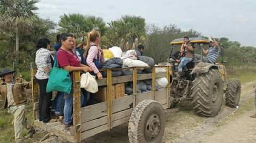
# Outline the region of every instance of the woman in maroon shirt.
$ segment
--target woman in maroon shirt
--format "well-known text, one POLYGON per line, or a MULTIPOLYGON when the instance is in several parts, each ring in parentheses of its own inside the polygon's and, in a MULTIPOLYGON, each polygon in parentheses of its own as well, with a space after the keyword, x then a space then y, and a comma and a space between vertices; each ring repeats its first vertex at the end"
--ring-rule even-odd
MULTIPOLYGON (((72 49, 74 42, 73 36, 71 34, 62 33, 60 36, 61 46, 58 51, 57 58, 59 66, 70 73, 73 81, 73 71, 81 71, 85 72, 92 71, 89 67, 80 63, 78 58, 72 49)), ((73 96, 72 93, 65 95, 64 114, 65 128, 68 130, 72 125, 72 110, 73 96)))

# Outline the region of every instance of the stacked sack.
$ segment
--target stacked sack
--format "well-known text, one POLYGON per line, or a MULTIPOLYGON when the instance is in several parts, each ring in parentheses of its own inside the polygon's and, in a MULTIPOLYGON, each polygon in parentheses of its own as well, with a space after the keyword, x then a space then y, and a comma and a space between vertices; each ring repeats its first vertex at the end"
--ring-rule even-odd
MULTIPOLYGON (((113 69, 121 68, 132 67, 149 67, 154 66, 155 61, 152 58, 144 56, 138 56, 136 55, 134 50, 130 50, 123 52, 121 48, 114 46, 108 50, 103 50, 105 61, 103 63, 103 68, 113 69)), ((156 72, 166 72, 164 68, 157 68, 156 72)), ((137 70, 137 74, 149 73, 152 73, 152 69, 145 68, 137 70)), ((132 74, 132 69, 112 70, 112 76, 117 77, 123 75, 131 75, 132 74)), ((107 77, 107 72, 103 72, 104 77, 107 77)), ((149 80, 138 81, 137 85, 137 92, 143 93, 152 90, 152 80, 149 80)), ((156 89, 157 90, 165 88, 168 84, 168 80, 166 77, 158 78, 156 80, 156 89)), ((128 95, 132 94, 132 82, 126 83, 125 93, 128 95)))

**What is needed**
Pictures are excluded; copy all other data exactly as shown.

**Answer to this exercise**
# Outline the region of every instance of the woman in maroon shirt.
$ segment
--target woman in maroon shirt
--format "well-known text, one POLYGON per line, or a MULTIPOLYGON when the instance is in several parts, each ring in parentheses of its own inside the polygon's and, in a MULTIPOLYGON, each polygon in parentheses of its own as well, with a space after the keyword, x then a space then y, and a comma and a space between vertices; each ring repeats its first vertex at the end"
--ring-rule even-odd
MULTIPOLYGON (((72 49, 74 42, 73 36, 71 34, 62 33, 60 36, 61 46, 58 51, 57 58, 59 66, 70 73, 73 81, 73 71, 81 71, 85 72, 92 71, 89 67, 80 63, 78 58, 72 49)), ((73 96, 72 93, 65 95, 64 114, 65 128, 68 130, 72 125, 72 110, 73 96)))

# Outline the region of every instance of the stacked sack.
$ segment
--target stacked sack
--format "well-known text, one POLYGON per line, or a MULTIPOLYGON when the instance is in several parts, each ring in parentheses of its own inside the polygon's and, in a MULTIPOLYGON, each polygon in parentheses of its own as well, with a space after the keyword, x then a space then y, and a comma and a space between vertices; each ring repeats its first vertex at the end"
--ring-rule even-odd
MULTIPOLYGON (((113 69, 121 68, 132 67, 149 67, 154 66, 155 61, 152 58, 144 56, 138 56, 136 55, 134 50, 130 50, 123 52, 121 48, 114 46, 108 50, 103 50, 105 61, 103 63, 103 68, 113 69)), ((156 72, 166 72, 164 68, 157 68, 156 72)), ((137 70, 137 74, 149 73, 152 73, 152 69, 145 68, 137 70)), ((132 74, 132 69, 112 70, 112 76, 117 77, 123 75, 131 75, 132 74)), ((107 77, 107 72, 103 72, 104 77, 107 77)), ((149 80, 138 81, 137 85, 137 92, 143 93, 152 90, 152 80, 149 80)), ((156 89, 157 90, 165 88, 168 84, 168 80, 166 77, 158 78, 156 80, 156 89)), ((128 95, 132 94, 132 82, 126 83, 125 93, 128 95)))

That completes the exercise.